▶ [Selection]:
□ □ □ □
DSTO funded PhD Scholarship, University of South Australia

PhD Scholarship: Service Oriented Architectures for Complex Systems Integration

Major Defence capability systems have been growing in complexity and
scale. A Key Challenge confronting Defence today is the acquisition of
advanced technology complex military systems that require systems and
system of systems integration to enable the realisation and
sustainment of major capabilities such as Airwarfare, strike, undersea
warfare capability etc. Rates of technology change, scale and
complexities of systems meeting Defence needs however challenge the
realisation of leading edge capability.  Another challenge is managing
the risks associated with procuring the architecture and design of
electronic systems and subsystems and their subsequent integration
into an overall system with a defined purpose and performance
characteristics in an operational environment.
□ □ □ □
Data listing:

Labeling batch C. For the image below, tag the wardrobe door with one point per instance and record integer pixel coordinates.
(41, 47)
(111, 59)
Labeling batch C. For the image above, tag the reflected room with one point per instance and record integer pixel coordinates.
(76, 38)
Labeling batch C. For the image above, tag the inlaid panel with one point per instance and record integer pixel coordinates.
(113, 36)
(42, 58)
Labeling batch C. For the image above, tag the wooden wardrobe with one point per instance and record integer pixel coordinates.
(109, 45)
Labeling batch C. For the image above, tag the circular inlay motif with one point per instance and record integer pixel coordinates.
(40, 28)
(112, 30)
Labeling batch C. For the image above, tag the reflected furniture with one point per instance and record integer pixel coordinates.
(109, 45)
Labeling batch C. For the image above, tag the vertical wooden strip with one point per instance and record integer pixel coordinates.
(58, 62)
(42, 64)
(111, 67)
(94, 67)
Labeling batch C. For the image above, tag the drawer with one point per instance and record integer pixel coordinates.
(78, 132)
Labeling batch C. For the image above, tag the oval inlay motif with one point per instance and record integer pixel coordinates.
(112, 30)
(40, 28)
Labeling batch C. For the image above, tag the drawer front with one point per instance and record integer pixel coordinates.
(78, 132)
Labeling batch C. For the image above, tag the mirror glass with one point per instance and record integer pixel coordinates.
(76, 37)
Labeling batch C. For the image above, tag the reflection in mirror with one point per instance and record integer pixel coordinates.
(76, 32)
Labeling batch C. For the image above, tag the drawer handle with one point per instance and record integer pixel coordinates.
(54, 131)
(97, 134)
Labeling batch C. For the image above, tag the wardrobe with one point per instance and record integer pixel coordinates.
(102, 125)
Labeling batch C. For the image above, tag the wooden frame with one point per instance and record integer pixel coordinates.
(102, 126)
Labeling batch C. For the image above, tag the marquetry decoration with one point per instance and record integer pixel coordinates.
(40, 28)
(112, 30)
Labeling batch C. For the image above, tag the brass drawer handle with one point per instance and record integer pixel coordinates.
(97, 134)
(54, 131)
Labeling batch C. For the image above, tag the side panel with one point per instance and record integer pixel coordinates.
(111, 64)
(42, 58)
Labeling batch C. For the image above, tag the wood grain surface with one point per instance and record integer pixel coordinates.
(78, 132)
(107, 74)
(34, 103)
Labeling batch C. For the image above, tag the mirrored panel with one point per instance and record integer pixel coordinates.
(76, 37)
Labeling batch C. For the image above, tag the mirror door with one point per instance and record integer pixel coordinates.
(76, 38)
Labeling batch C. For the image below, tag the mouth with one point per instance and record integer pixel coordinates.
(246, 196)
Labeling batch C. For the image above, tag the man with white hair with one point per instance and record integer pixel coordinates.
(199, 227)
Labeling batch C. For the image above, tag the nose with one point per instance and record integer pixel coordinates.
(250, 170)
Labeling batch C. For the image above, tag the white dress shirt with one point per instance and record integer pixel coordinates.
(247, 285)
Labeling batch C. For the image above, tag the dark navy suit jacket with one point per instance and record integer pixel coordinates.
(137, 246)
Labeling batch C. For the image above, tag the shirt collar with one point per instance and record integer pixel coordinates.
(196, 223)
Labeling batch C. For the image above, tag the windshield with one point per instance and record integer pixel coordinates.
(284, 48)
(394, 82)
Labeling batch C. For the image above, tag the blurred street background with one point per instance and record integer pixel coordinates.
□ □ □ □
Write the next part of the PhD scholarship notice on service oriented architectures, picking up right after its last sentence. None of the data is used here.

Service-oriented architectures are finding more and more widespread
use in the civilian sectors, promising new solutions from a new
architecture for middleware functionality to providing
interoperability, automated establishment of service connections, and
the monitoring and (if necessary) autonomic repair of service
functionality. A key concern in the SOA deployment is to determine
the expected benefits in large scale complex systems integration and
interoperability driven environments that are typical of the modern
Defense sector.  This encompasses two different levels: technological
and organisational.  While many SOA concepts are derived from
classical business process management/workflow technology, the
technical advances lead to many lessons being forgotten or wheels
reinvented.  The core aspects of this thesis will examine the methods
existing for defining SOA architectures and their applications to
complex military systems integration, and study how such
specifications could be used to improve the handling, documentation,
and execution of organisational processes with an underlying SOA
infrastructure.  Possible description methods for SOA systems will be
studied and the question studied as to how (and under which
conditions) these approaches can fulfil the expectations placed in t
he deployment of SOA.

The PhD candidate will be working within a research group currently
funded by multiple ARC Discovery projects and multiple CRC
projects.

Applicants must be Australian or New Zealand citizens or Australian
Permanent Residents to apply. They must demonstrate equivalent research
qualifications or experience to an Australian Honours (at least Class 2)
degree in Computer Science or Software or Systems Engineering as well as
evidence of their strong programming skills.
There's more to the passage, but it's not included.